* Task statement *
Put every line of the material below into a JSON list of strings, one string per line, skipping blank lines and leaving out the picture lines.

Position annotation records:
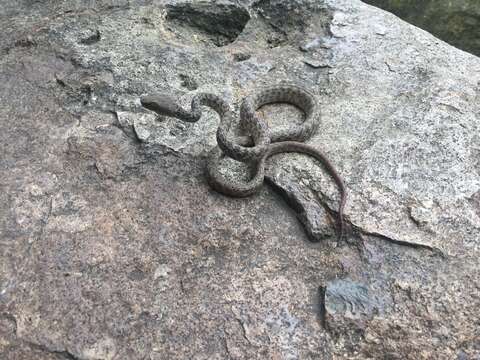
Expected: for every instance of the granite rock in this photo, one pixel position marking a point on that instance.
(112, 245)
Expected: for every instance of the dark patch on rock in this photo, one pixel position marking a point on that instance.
(90, 37)
(241, 56)
(291, 19)
(222, 20)
(347, 307)
(188, 82)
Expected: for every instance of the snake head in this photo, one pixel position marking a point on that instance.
(162, 104)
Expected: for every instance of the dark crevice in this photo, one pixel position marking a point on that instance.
(433, 249)
(64, 354)
(322, 311)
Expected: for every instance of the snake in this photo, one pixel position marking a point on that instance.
(259, 142)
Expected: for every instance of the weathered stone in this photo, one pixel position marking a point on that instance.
(456, 22)
(112, 244)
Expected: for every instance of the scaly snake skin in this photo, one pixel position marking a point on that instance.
(260, 142)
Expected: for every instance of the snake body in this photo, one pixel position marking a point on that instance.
(260, 142)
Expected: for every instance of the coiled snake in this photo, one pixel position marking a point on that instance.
(260, 142)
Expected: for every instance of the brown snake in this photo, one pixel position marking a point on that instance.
(260, 142)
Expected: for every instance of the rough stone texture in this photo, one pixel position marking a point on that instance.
(456, 22)
(114, 247)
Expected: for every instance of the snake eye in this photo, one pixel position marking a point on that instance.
(161, 104)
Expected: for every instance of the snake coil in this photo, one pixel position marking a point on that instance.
(259, 142)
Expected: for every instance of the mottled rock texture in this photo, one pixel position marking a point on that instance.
(112, 245)
(456, 22)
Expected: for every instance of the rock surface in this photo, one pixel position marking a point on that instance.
(114, 247)
(456, 22)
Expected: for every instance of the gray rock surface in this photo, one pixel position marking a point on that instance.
(112, 245)
(456, 22)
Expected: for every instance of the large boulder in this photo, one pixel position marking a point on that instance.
(113, 246)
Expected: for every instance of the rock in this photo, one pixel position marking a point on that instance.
(456, 22)
(114, 246)
(348, 307)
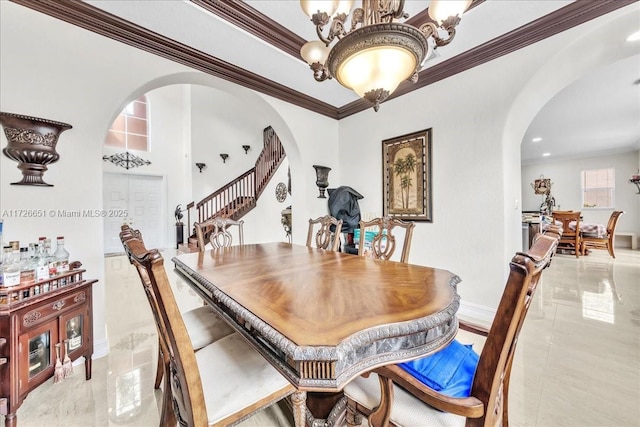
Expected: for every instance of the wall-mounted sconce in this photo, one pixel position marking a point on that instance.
(322, 179)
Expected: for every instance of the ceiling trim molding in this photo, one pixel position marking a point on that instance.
(98, 21)
(249, 19)
(93, 19)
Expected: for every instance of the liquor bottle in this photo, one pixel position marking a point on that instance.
(42, 264)
(1, 255)
(27, 269)
(51, 260)
(11, 267)
(62, 257)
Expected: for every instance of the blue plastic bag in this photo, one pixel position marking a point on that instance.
(450, 371)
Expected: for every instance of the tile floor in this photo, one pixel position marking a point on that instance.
(577, 362)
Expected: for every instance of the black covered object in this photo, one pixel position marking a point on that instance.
(343, 204)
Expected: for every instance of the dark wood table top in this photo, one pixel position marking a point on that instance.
(329, 312)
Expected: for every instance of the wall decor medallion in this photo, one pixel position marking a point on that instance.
(406, 165)
(32, 143)
(126, 160)
(281, 192)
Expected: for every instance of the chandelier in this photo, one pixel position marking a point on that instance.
(376, 53)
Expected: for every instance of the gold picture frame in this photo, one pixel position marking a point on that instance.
(406, 165)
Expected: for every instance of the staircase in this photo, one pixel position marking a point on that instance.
(235, 199)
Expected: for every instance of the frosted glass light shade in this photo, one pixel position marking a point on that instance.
(440, 10)
(381, 67)
(309, 7)
(314, 51)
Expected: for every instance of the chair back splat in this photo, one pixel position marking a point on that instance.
(570, 237)
(216, 231)
(384, 243)
(325, 238)
(415, 403)
(603, 242)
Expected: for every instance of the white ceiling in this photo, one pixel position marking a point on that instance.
(598, 113)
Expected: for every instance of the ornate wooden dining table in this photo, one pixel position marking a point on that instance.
(322, 317)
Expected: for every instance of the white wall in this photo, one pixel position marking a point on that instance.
(220, 125)
(566, 188)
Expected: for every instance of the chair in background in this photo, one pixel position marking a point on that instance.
(324, 237)
(571, 238)
(216, 231)
(221, 384)
(391, 393)
(384, 244)
(203, 324)
(591, 241)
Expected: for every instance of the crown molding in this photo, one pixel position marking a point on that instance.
(238, 13)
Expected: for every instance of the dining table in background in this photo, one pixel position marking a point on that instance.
(322, 318)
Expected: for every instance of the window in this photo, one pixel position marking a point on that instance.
(598, 188)
(129, 130)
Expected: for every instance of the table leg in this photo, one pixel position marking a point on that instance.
(299, 400)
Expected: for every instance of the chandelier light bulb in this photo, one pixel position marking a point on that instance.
(309, 7)
(441, 10)
(314, 52)
(344, 6)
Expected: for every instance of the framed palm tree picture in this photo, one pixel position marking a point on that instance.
(406, 164)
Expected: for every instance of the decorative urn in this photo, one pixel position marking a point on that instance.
(32, 143)
(322, 179)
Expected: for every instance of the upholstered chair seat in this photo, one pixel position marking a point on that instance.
(205, 326)
(229, 368)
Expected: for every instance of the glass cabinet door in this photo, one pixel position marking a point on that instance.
(37, 354)
(74, 327)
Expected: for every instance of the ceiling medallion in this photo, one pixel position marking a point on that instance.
(377, 53)
(281, 192)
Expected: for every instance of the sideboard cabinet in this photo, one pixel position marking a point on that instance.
(33, 319)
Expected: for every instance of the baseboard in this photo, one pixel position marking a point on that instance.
(475, 313)
(100, 348)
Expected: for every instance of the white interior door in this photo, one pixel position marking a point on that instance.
(142, 197)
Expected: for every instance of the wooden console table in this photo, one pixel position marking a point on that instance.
(33, 319)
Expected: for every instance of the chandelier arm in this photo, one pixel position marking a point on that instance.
(357, 17)
(323, 39)
(320, 72)
(451, 33)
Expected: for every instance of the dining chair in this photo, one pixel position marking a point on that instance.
(571, 237)
(221, 384)
(203, 324)
(325, 238)
(407, 395)
(383, 244)
(592, 241)
(216, 231)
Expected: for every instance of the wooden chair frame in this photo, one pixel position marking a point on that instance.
(215, 230)
(183, 385)
(607, 242)
(384, 245)
(488, 402)
(571, 239)
(324, 237)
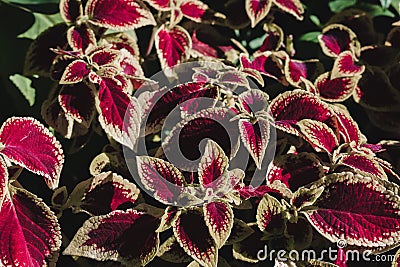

* Exercise result *
[
  "Expected: for every instance of the granite rock in this photo, one pixel position marking a point on that instance.",
  "(112, 245)",
  "Expected: for every instance of the dark patch on rock in this photo, one pixel position marking a point on that instance.",
  "(90, 37)",
  "(241, 56)",
  "(291, 19)",
  "(222, 20)",
  "(347, 307)",
  "(188, 82)",
  "Expected: for every instance of the snake head in this photo, one pixel position marking a point on that instance.",
  "(162, 104)",
  "Expected: for every instance of the dark crevice in this photo, one pixel position marking a point on that instance.",
  "(433, 249)",
  "(64, 354)",
  "(322, 311)",
  "Expected: for every instance of the snake in this photo, one pixel position marking a point on that instance.",
  "(259, 142)",
  "Expected: for every instance of the weathered stone in this photo, one pixel position marking a point on that instance.",
  "(456, 22)",
  "(112, 244)",
  "Expected: for every instance of the scaly snake skin in this photo, one pixel position marking a point on that instance.",
  "(260, 142)",
  "Expected: for every instance of the snake body in this photo, one pixel position marking a point on that instance.",
  "(260, 142)",
  "Expected: for every instance of the coiled snake in this photo, one pixel position marking a point on that instance.",
  "(260, 142)",
  "Expected: for every instance of the brown snake in this photo, one pixel position marking a point on that instance.",
  "(260, 142)",
  "Expected: for every instance of the rough stone texture in this photo, one pixel position marking a point on that instance.",
  "(456, 22)",
  "(114, 247)",
  "Expected: for every instance of the snake eye in this photo, one pixel position marking a point on that instance.",
  "(161, 104)",
  "Expected: for every instance of the snake coil in this photo, one pixel position marking a point on that instance.",
  "(259, 142)",
  "Expected: for every instance of the mottled rock texture in this photo, one pixel position marking a point on that instance.",
  "(112, 245)",
  "(456, 22)",
  "Expected: for every instance of the rock surface in this photo, one pixel position marking a point on that instance.",
  "(114, 247)",
  "(456, 22)",
  "Expected: for every instance of the gray rock surface in this photo, one pixel position marking a point on that instance.",
  "(112, 245)",
  "(456, 22)",
  "Expected: for every instance of the large boulder in this photo, one pixel position marking a point on that instance.",
  "(113, 246)",
  "Expected: for every instance of the rock in this photo, one pixel position marking a point on that instance.",
  "(456, 22)",
  "(114, 246)",
  "(348, 307)",
  "Expected: for every instance of the wall-mounted sconce in this photo, one pixel position marking a point on that instance.",
  "(322, 179)",
  "Expected: for every instance of the ceiling trim molding in this photo, one pixel position marking a point on that instance.",
  "(98, 21)",
  "(249, 19)",
  "(93, 19)",
  "Expected: for every instance of the liquor bottle in this photo, one pixel position marking a point on that instance.",
  "(42, 264)",
  "(1, 255)",
  "(27, 269)",
  "(51, 260)",
  "(11, 267)",
  "(62, 257)",
  "Expected: for every instance of the blue plastic bag in this photo, one pixel position marking a point on that instance.",
  "(450, 371)",
  "Expected: for every instance of the tile floor in this photo, one pixel position marking a point on that instance.",
  "(577, 362)",
  "Expected: for every instance of the black covered object in this photo, one pixel position marking a point on that instance.",
  "(343, 204)",
  "Expected: for every instance of the dark wood table top in this photo, one pixel position marking a point on that instance.",
  "(329, 312)",
  "Expected: for every instance of the wall decor medallion in this photo, one pixel position marking a point on that instance.",
  "(406, 165)",
  "(32, 143)",
  "(126, 160)",
  "(281, 192)",
  "Expected: for every instance of the chandelier in this photo, one pixel position marking a point on that instance.",
  "(376, 53)",
  "Expected: for every instance of the gold picture frame in this photo, one pixel position marking a point on that instance.",
  "(406, 165)",
  "Expected: for every instance of the staircase in this photo, one pixel position marking a point on that instance.",
  "(235, 199)",
  "Expected: for every instance of the frosted glass light shade in this photo, one pixel position marking a point on that instance.",
  "(440, 10)",
  "(381, 67)",
  "(309, 7)",
  "(314, 51)",
  "Expected: for every instance of the chair back splat in this photo, one pixel position marking a point on that instance.",
  "(570, 237)",
  "(216, 231)",
  "(384, 243)",
  "(325, 238)",
  "(415, 403)",
  "(603, 242)",
  "Expected: for every instance of the white ceiling in this photo, one pixel position marking a point on that instance.",
  "(598, 113)",
  "Expected: for every instance of the ornate wooden dining table in this photo, one pixel position marking a point on that instance.",
  "(322, 317)",
  "Expected: for every instance of the white wall in this photo, one pixel position marking a point on that instance.",
  "(220, 125)",
  "(566, 188)",
  "Expected: for every instance of the chair in background in this photo, one pixel position marking a point on that instance.",
  "(324, 237)",
  "(571, 238)",
  "(216, 231)",
  "(221, 384)",
  "(391, 393)",
  "(384, 244)",
  "(203, 324)",
  "(591, 241)",
  "Expected: for every instance of the crown molding in this photo, one pixel position marking a point on that instance.",
  "(238, 13)",
  "Expected: for every instance of the dining table in background in this photo, one pixel position marking a point on that instance.",
  "(322, 318)",
  "Expected: for every instance of the window in this photo, one pixel position marking a point on that instance.",
  "(598, 188)",
  "(129, 130)",
  "Expected: for every instance of the table leg in this photo, one pixel position marking a point on that instance.",
  "(299, 400)",
  "Expected: for every instance of the chandelier light bulb in this photo, one pixel position marking a point on that instance.",
  "(309, 7)",
  "(441, 10)",
  "(314, 52)",
  "(344, 6)",
  "Expected: for every instance of the framed palm tree picture in this photo, one pixel position marking a point on that instance.",
  "(406, 164)",
  "Expected: for every instance of the decorative urn in this photo, one pixel position marking a point on that instance.",
  "(32, 143)",
  "(322, 179)",
  "Expected: for every instance of the upholstered chair seat in this photo, one pixel position marking a point on that instance.",
  "(205, 326)",
  "(229, 368)",
  "Expected: for every instance of the glass cabinet door in this photo, one pixel position marking a point on that instance.",
  "(37, 354)",
  "(74, 327)",
  "Expected: for every instance of the ceiling medallion in this photo, one pixel position marking a point on that instance.",
  "(377, 53)",
  "(281, 192)",
  "Expected: for every instance of the sideboard cabinet in this photo, one pixel position marking a point on that instance.",
  "(33, 319)",
  "Expected: for every instance of the baseboard in this photo, one pixel position marking a point on that instance.",
  "(475, 313)",
  "(100, 348)",
  "Expected: for every instance of the white interior door in this photo, one pixel position marking a point on that instance.",
  "(142, 197)",
  "Expected: for every instance of the wooden console table in this photo, one pixel position marking a point on that instance.",
  "(33, 319)",
  "Expected: for every instance of the chandelier arm in this photo, one pixel position marking a point on that instance.",
  "(357, 17)",
  "(323, 39)",
  "(320, 72)",
  "(451, 33)",
  "Expected: for every instance of the dining chair in this photo, one pixel position marking a point on that instance.",
  "(571, 237)",
  "(221, 384)",
  "(203, 324)",
  "(325, 238)",
  "(407, 395)",
  "(383, 244)",
  "(592, 241)",
  "(216, 231)",
  "Expected: for every instance of the wooden chair frame in this photo, one pixel position marking a point on that instance.",
  "(215, 230)",
  "(183, 385)",
  "(607, 242)",
  "(384, 245)",
  "(488, 402)",
  "(571, 239)",
  "(324, 237)"
]